Por los libros que dejó escritos Lynn Margulis (1938-2011), sabemos que las células de nuestro organismo son una serie de encuentros históricos entre bacterias. De esta manera, el origen de la vida reside en la simbiosis entre distintas entidades orgánicas.
Con esta premisa, la bióloga norteamericana dio a entender que somos la parte resultante de todas esas historias que un día cruzaron sus destinos y que se beneficiaron mutuamente para conseguir el desarrollo vital de nuestra especie. Por decirlo de otra manera, la naturaleza es el resultado de una simbiosis; una cooperación entre especies diferentes.
Hay ejemplos en todos los órdenes. La relación que se da entre el pequeño calamar hawaiano y la bacteria Vibrio fischeri es el modelo que nos va a servir para ilustrar tal fenómeno. Sin el encuentro con dicha bacteria, el pequeño calamar no sobreviviría. Porque los calamares hawaianos no nacen con esta bacteria tan importante para ellos, sino que la tienen que encontrar. Solo cuando dan con ella en las profundidades marinas consiguen desarrollar el órgano luminiscente que les permite ocultar su sombra y escapar así de los depredadores.
El calamar se ilumina por debajo gracias a una luz cuyo origen no es otro que una colonia de bacterias bioluminiscentes. De igual manera, todo el desarrollo de la naturaleza obedece a un codesarrollo, a una asociación simbiótica por la cual las células de una especie contribuyen al desarrollo de otra especie. A partir de este principio, la antropóloga Anna Lowenhaupt Tsing, en su libro titulado La seta del fin del mundo (Capitán Swing), traza una relación de hechos que tocan todas las ramas científicas, desde la biología hasta la ciencia política, y que tienen como eje central el matsutake, un hongo muy apreciado en Japón por su aroma; un bien escaso cuyo valor de cambio impide a la mayoría conocer su sabor.
El matsutake nace bajo los pinos rojos de forma espontánea. Su origen reside en la asociación íntima que el hongo mantiene con el mismo pino, una simbiosis, es decir, una relación fúngica por la cual el hongo desprenderá fuertes ácidos para descomponer las rocas del suelo, liberando con ello nutrientes que hacen posible su desarrollo junto al desarrollo del pino; una alianza natural que perderá su origen biológico desde el momento en que pase a ser un producto del mercado y forme parte de una cadena de suministro que Anna Lowenhaupt Tsing identifica con la historia que cuenta Herman Melville en Moby Dick, cuando el novelista norteamericano describe el proceso de la producción del aceite de ballena, un trabajo que empieza desde el momento en que los arponeros del barco apresan al animal.
Son indígenas no asimilados de las costas orientales que carecen de la disciplina industrial de los tiempos. De igual manera que sucede con los arponeros de Melville, sucede con los recolectores del matsutake, una mano de obra que carece de disciplina fabril y que va tras una ballena blanca que ahora se ha convertido en una olorosa seta, a su vez llamada la seta del fin del mundo porque crece en bosques devastados por la acción del ser humano.
Por estos detalles, el libro de Anna Lowenhaupt Tsing es de esos libros que nos siguen contando cosas una vez que han sido leídos; uno de esos libros que nos sitúan en el principio de todo, cuando el primer ser vivo surgió gracias a su relación con la materia viviente.

**Filas proporcionadas:**
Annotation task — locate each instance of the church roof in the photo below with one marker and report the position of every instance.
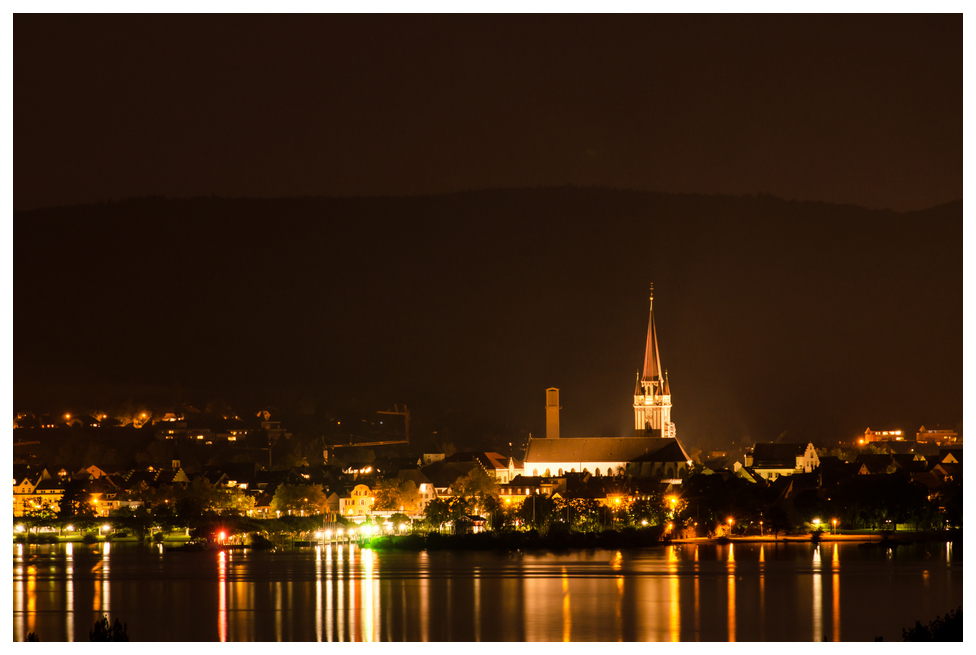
(603, 449)
(777, 455)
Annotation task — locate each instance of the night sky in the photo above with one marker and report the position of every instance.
(564, 145)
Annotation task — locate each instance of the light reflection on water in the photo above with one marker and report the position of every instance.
(343, 593)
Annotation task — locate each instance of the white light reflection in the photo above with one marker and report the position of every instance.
(69, 590)
(477, 603)
(222, 595)
(369, 562)
(567, 616)
(817, 596)
(318, 593)
(106, 596)
(836, 593)
(424, 594)
(674, 622)
(762, 592)
(278, 611)
(341, 587)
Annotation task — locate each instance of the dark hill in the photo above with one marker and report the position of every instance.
(810, 318)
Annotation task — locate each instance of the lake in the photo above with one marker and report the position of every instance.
(682, 592)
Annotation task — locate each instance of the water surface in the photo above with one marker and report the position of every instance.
(707, 592)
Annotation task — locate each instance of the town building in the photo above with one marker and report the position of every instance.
(653, 451)
(872, 436)
(773, 460)
(940, 437)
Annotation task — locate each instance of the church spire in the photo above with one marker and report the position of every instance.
(652, 397)
(652, 360)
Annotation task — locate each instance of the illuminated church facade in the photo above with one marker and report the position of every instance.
(653, 451)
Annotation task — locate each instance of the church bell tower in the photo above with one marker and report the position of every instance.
(652, 393)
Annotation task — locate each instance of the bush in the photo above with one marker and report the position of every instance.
(947, 629)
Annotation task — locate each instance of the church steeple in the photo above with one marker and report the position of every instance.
(652, 358)
(652, 396)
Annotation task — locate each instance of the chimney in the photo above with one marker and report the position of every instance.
(552, 413)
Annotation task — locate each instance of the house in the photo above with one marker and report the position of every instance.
(523, 487)
(773, 460)
(358, 504)
(635, 456)
(33, 494)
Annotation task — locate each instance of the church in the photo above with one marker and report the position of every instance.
(653, 451)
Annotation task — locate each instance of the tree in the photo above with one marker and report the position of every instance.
(102, 631)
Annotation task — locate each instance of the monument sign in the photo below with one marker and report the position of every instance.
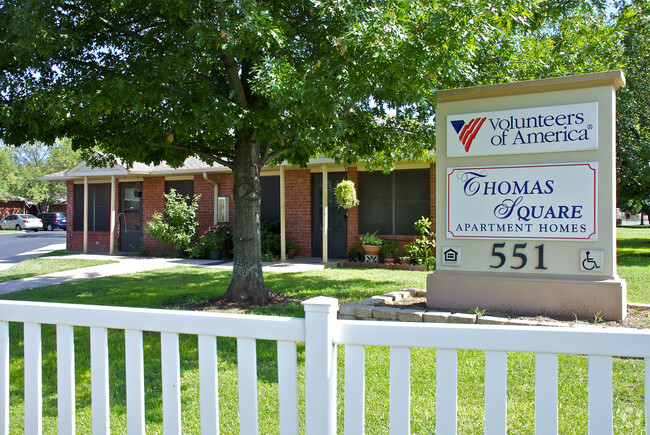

**Qué se pide:** Extrae del texto sobre el matsutake todo lo que va desde "El matsutake nace" hasta "apresan al animal.". Las filas no tienen ningún papel en esto.

**Respuesta del ejercicio:**
El matsutake nace bajo los pinos rojos de forma espontánea. Su origen reside en la asociación íntima que el hongo mantiene con el mismo pino, una simbiosis, es decir, una relación fúngica por la cual el hongo desprenderá fuertes ácidos para descomponer las rocas del suelo, liberando con ello nutrientes que hacen posible su desarrollo junto al desarrollo del pino; una alianza natural que perderá su origen biológico desde el momento en que pase a ser un producto del mercado y forme parte de una cadena de suministro que Anna Lowenhaupt Tsing identifica con la historia que cuenta Herman Melville en Moby Dick, cuando el novelista norteamericano describe el proceso de la producción del aceite de ballena, un trabajo que empieza desde el momento en que los arponeros del barco apresan al animal.